The first step toward getting them is to make the anti-Obama case. The cliché among political operatives and pundits is that this election is “about Obama.” The truth in the claim is that since the public would rather have a Democratic president, the race will turn largely on whether Obama is an acceptable one. It follows that McCain’s main task is to make him unacceptable to voters — and particularly to non-black working-class voters. He has to first raise concerns about Obama and then show how his candidacy addresses those concerns.

The case against Obama need not (and probably should not) be subtle. In a nutshell: He’s too inexperienced, too liberal, and as a result too risky. McCain has to argue that a man who has been in the Senate a mere four years, and whose most significant résumé items prior to that are a stint in the Illinois legislature and time as a community organizer, is not ready to be commander-in-chief in dangerous times. The flip-flop charges against Obama will achieve nothing for McCain unless they are deployed to make him look risky: immature (he doesn’t know what he thinks), weak (he caves to pressure), and dishonest (he tries to fool people).

On top of this, McCain has to go after Obama’s liberalism, which verges on radicalism. The congealing conventional wisdom is that attacks on liberalism are “tired.” But there is no evidence that the “change” the public wants is left-wing. McCain is deeply averse (for no good reason) to hitting Obama over the Rev. Jeremiah Wright. But Obama’s record, from Illinois to the Senate to the campaign trail, provides many other openings. The bottom line is that Obama is a liberal you can’t trust and can’t, in every sense, afford.

Such are the Republican straits this year that doubts about Obama aren’t by themselves going to be enough for McCain. He has to present himself as a compelling answer to the moment. And any election is a choice; the question of Obama’s acceptability will be judged relative to McCain’s appeal. McCain’s selling points are exactly the reverse of Obama’s: He is experienced, in the political mainstream, and a steady hand.

Several of the most salient issues in this election hold promise for Republicans: Tax increases are still unpopular; support for domestic oil drilling and nuclear power has shot up (for nuclear it is as high as 67 percent); the Iraq War, while remaining a negative, has steadily become less of one; and Republicans lead on fighting terrorism. McCain can, and must, win these debates.

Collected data
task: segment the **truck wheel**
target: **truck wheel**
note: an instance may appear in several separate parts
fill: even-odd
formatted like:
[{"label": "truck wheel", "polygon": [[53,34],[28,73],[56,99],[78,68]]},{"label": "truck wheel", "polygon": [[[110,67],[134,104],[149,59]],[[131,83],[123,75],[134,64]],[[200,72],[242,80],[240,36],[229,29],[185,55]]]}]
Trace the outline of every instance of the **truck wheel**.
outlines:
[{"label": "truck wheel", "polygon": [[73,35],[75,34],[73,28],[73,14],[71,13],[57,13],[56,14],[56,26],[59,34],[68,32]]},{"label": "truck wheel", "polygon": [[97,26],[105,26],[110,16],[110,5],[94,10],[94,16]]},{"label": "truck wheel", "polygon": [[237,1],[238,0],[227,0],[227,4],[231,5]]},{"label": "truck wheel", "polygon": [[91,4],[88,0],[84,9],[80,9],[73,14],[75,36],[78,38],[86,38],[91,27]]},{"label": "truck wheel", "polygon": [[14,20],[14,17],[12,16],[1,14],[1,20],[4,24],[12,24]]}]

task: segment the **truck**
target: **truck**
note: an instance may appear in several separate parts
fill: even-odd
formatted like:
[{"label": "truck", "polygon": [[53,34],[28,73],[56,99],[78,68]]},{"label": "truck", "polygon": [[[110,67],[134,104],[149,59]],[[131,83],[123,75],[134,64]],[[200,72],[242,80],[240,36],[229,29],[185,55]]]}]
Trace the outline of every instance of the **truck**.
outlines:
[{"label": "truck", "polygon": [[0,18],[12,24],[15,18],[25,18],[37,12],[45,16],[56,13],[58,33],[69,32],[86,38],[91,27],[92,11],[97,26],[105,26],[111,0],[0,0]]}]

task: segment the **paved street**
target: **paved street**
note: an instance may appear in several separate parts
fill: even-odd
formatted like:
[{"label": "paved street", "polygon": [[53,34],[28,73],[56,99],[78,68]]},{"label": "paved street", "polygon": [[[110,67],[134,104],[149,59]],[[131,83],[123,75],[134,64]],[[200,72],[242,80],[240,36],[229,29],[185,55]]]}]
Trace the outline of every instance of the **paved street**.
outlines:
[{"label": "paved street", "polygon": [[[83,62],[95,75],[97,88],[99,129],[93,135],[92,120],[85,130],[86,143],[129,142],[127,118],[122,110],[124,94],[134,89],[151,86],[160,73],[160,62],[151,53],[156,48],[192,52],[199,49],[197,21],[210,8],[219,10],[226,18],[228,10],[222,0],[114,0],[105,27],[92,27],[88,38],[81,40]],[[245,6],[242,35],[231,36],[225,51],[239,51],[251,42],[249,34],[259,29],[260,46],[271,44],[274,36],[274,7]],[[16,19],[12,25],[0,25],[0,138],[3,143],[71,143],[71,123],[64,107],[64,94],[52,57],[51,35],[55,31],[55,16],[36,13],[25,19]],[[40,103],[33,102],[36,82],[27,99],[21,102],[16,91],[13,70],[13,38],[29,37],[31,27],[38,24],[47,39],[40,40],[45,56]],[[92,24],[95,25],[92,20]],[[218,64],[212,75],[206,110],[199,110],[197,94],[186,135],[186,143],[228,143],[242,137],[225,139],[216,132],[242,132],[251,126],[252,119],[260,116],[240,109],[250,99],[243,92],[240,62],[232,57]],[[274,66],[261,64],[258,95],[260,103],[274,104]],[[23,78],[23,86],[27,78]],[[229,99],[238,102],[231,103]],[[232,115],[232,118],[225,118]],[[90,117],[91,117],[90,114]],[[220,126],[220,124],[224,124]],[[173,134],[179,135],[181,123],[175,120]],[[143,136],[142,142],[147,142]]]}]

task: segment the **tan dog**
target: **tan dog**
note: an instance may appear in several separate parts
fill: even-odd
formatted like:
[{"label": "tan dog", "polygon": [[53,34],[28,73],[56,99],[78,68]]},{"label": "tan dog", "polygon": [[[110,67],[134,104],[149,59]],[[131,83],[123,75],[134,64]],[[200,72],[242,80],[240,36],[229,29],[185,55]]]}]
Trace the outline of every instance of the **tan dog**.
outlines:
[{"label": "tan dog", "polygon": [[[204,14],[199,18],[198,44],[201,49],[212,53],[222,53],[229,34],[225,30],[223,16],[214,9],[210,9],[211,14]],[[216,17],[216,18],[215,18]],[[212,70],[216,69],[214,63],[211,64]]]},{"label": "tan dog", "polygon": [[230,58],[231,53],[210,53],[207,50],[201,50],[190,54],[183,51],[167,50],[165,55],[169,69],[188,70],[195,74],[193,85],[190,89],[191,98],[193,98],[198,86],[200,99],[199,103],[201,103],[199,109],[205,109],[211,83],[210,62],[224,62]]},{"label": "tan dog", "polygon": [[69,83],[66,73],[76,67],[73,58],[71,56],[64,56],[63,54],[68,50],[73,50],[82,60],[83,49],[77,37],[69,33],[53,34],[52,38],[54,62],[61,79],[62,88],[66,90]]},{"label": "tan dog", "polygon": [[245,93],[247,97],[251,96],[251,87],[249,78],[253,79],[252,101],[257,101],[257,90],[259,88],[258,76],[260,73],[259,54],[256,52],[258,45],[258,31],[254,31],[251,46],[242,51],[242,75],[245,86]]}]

**DIRECTION 1:**
Can you answer these from the campaign essay?
(a) How many years does it say Obama has been in the Senate?
(b) What three selling points does it give for McCain?
(c) How high has support for nuclear power risen, according to it?
**DIRECTION 2:** How many lines of the records contain the string "target"? Give only the number.
The campaign essay and the records are unrelated material.

**COMPLETE OUTPUT 1:**
(a) Four years.
(b) He is experienced, in the political mainstream, and a steady hand.
(c) As high as 67 percent.

**COMPLETE OUTPUT 2:** 4